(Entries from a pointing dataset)
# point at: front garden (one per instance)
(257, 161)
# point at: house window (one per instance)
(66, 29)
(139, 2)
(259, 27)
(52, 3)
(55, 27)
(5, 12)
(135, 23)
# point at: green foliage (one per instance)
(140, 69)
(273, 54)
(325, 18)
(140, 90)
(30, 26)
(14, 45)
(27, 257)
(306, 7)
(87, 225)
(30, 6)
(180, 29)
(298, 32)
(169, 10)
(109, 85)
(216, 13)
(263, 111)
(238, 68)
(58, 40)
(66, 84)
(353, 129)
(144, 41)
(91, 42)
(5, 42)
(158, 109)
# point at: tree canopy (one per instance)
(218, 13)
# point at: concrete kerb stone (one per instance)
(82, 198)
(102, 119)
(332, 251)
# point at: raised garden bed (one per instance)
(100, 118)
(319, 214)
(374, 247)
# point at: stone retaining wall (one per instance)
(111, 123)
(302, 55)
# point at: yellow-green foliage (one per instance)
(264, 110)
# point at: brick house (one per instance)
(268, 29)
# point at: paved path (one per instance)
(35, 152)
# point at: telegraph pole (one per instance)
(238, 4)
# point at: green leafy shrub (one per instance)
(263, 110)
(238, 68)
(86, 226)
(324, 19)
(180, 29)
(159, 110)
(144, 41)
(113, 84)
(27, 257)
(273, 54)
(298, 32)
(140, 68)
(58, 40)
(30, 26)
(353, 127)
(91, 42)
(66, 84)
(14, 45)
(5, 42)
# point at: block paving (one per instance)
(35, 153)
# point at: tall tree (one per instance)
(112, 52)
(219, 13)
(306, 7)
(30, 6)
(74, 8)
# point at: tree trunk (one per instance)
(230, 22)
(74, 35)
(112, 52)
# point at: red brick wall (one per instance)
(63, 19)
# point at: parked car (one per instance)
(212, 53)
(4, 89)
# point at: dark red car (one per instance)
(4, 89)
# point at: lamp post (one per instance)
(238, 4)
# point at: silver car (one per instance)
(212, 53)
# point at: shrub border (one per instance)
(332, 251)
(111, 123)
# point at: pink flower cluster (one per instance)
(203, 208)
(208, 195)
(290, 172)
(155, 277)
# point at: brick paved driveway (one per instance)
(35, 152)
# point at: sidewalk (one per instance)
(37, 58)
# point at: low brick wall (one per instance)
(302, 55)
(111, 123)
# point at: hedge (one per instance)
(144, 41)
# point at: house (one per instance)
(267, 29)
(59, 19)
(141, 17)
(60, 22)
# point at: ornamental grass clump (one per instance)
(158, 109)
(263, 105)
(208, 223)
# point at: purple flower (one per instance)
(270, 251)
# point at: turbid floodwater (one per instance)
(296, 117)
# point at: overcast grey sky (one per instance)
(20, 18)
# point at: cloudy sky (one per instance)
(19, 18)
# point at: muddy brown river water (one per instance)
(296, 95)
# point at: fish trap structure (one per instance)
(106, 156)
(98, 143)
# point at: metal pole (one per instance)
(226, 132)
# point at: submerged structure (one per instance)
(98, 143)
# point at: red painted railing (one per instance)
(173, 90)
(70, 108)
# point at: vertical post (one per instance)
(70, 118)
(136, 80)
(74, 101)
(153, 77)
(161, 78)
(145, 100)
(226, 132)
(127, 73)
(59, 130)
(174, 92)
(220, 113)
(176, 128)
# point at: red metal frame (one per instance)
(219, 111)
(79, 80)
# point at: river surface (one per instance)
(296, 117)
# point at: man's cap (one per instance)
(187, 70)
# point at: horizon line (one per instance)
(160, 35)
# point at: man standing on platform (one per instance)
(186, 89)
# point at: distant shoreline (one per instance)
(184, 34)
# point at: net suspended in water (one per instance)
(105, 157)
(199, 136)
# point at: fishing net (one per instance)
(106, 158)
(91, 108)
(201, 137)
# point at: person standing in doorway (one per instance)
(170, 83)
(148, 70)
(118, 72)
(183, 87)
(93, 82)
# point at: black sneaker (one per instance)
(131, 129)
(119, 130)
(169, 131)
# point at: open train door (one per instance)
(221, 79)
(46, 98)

SHORT PROBLEM =>
Reproduce the part of the listing that opens with the line containing "# point at: cloudy sky (one per instance)" and runs through the end of the listing, keeping every line unchanged.

WRITTEN ANSWER =>
# point at: cloudy sky (one per instance)
(19, 18)
# point at: muddy brown river water (one per instance)
(296, 95)
# point at: fish trap structure (one per instance)
(106, 156)
(98, 143)
# point at: metal pole (one per instance)
(226, 132)
# point at: submerged structure (one per instance)
(98, 143)
# point at: red painted railing (one per instance)
(173, 90)
(70, 108)
# point at: vertical post (one per instance)
(70, 118)
(136, 80)
(74, 101)
(153, 77)
(161, 78)
(145, 100)
(226, 132)
(127, 73)
(59, 130)
(174, 92)
(220, 113)
(176, 128)
# point at: red metal frame (one per instance)
(219, 111)
(79, 80)
# point at: river surface (one per instance)
(296, 117)
# point at: man's cap (one per instance)
(187, 70)
# point at: horizon line (one per instance)
(160, 35)
# point at: man standing on platform (one per instance)
(186, 89)
# point at: distant shoreline (one per instance)
(184, 34)
# point at: net suspended in water (one per instance)
(105, 157)
(199, 136)
# point at: fishing net (one per instance)
(106, 158)
(91, 108)
(201, 137)
# point at: person standing in doorway (one per instance)
(170, 83)
(148, 70)
(118, 72)
(183, 87)
(93, 82)
# point at: black sneaker (one per instance)
(131, 129)
(119, 130)
(169, 131)
# point at: open train door (one per instance)
(221, 79)
(46, 98)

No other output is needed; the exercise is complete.